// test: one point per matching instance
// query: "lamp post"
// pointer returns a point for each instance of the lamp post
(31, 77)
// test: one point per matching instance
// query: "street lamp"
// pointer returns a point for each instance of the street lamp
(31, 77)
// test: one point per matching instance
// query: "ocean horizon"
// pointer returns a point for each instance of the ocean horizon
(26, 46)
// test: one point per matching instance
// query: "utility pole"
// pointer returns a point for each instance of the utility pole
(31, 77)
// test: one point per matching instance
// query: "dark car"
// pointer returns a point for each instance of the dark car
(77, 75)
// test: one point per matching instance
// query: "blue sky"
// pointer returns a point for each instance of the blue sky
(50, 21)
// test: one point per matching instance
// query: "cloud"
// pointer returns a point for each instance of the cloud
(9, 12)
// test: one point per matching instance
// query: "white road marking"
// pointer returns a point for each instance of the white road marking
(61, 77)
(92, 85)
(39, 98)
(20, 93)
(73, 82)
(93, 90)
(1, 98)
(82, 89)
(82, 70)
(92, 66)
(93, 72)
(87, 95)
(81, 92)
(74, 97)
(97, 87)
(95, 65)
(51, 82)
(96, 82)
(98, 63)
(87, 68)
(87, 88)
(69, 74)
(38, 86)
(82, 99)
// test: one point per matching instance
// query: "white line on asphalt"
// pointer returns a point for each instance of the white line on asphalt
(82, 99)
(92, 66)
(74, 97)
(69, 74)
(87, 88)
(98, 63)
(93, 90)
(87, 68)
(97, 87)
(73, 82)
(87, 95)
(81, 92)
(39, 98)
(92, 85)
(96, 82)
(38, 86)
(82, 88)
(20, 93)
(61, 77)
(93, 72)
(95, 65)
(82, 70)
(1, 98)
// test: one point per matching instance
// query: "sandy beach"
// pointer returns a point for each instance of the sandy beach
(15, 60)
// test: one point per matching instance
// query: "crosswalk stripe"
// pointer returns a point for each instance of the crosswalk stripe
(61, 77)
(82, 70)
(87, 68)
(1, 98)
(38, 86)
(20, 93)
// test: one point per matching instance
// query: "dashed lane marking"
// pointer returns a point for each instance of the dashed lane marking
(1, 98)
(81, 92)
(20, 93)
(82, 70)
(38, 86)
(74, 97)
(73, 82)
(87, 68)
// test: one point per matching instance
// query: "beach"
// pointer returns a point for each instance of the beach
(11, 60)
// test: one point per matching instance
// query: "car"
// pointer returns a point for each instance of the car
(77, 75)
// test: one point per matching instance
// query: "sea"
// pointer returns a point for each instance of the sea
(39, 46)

□ □ □ □

### Exercise objective:
What is wanted is the full set of entries above, reproduced exactly.

### Written answer:
// test: one point per matching instance
// query: "lamp post"
// pointer returns a point for each instance of the lamp post
(31, 77)
// test: one point per matching instance
// query: "street lamp"
// pointer returns a point for each instance of the street lamp
(31, 77)
// test: one point per matching instance
// query: "ocean horizon"
// pointer returns a point for each instance of the ocean horizon
(26, 46)
// test: one point per matching instance
// query: "utility pole"
// pointer returns a point for each instance of the utility pole
(31, 77)
// test: one point per matching instance
// query: "dark car"
// pointer returns a point for each instance of the dark car
(77, 75)
// test: one point per matching instance
// query: "blue sky"
// pointer returns a point for each instance of the blue sky
(50, 21)
// test: one point per matching instance
// query: "cloud"
// pointer returns a point for each instance of the cloud
(9, 12)
// test: one point per matching instance
// query: "white road marking"
// pointer returns a point for each instance of the white road marking
(61, 77)
(92, 85)
(39, 98)
(20, 93)
(73, 82)
(93, 90)
(1, 98)
(82, 89)
(82, 70)
(92, 66)
(93, 72)
(87, 95)
(81, 92)
(74, 97)
(97, 87)
(95, 65)
(51, 82)
(96, 82)
(98, 63)
(87, 68)
(87, 88)
(69, 74)
(38, 86)
(82, 99)
// test: one point per matching instance
// query: "white line on asphalt"
// pointer returns a point for each instance of the white line on asphalt
(82, 99)
(92, 66)
(74, 97)
(69, 74)
(87, 88)
(98, 63)
(93, 90)
(87, 68)
(97, 87)
(73, 82)
(87, 95)
(81, 92)
(39, 98)
(92, 85)
(96, 82)
(38, 86)
(82, 88)
(20, 93)
(61, 77)
(93, 72)
(95, 65)
(82, 70)
(1, 98)
// test: one point per matching instance
// query: "sandy beach"
// pointer returns a point for each instance of the sandy beach
(15, 60)
// test: one point per matching instance
// query: "crosswalk stripe"
// pointer returns a point for each instance of the crosswalk stripe
(61, 77)
(82, 70)
(87, 68)
(1, 98)
(38, 86)
(20, 93)
// test: one point per matching instance
// query: "dashed lane marking"
// pointer returns a point for each instance of the dashed lane marking
(1, 98)
(81, 92)
(20, 93)
(82, 70)
(38, 86)
(74, 97)
(73, 82)
(87, 68)
// test: one point per matching instance
// query: "beach"
// pointer returns a point for each instance of the beach
(11, 60)
// test: one point per matching instance
// query: "car"
// pointer returns a point for each instance of the car
(77, 75)
// test: one point per matching instance
// query: "sea"
// pointer returns a point for each instance of the sea
(39, 46)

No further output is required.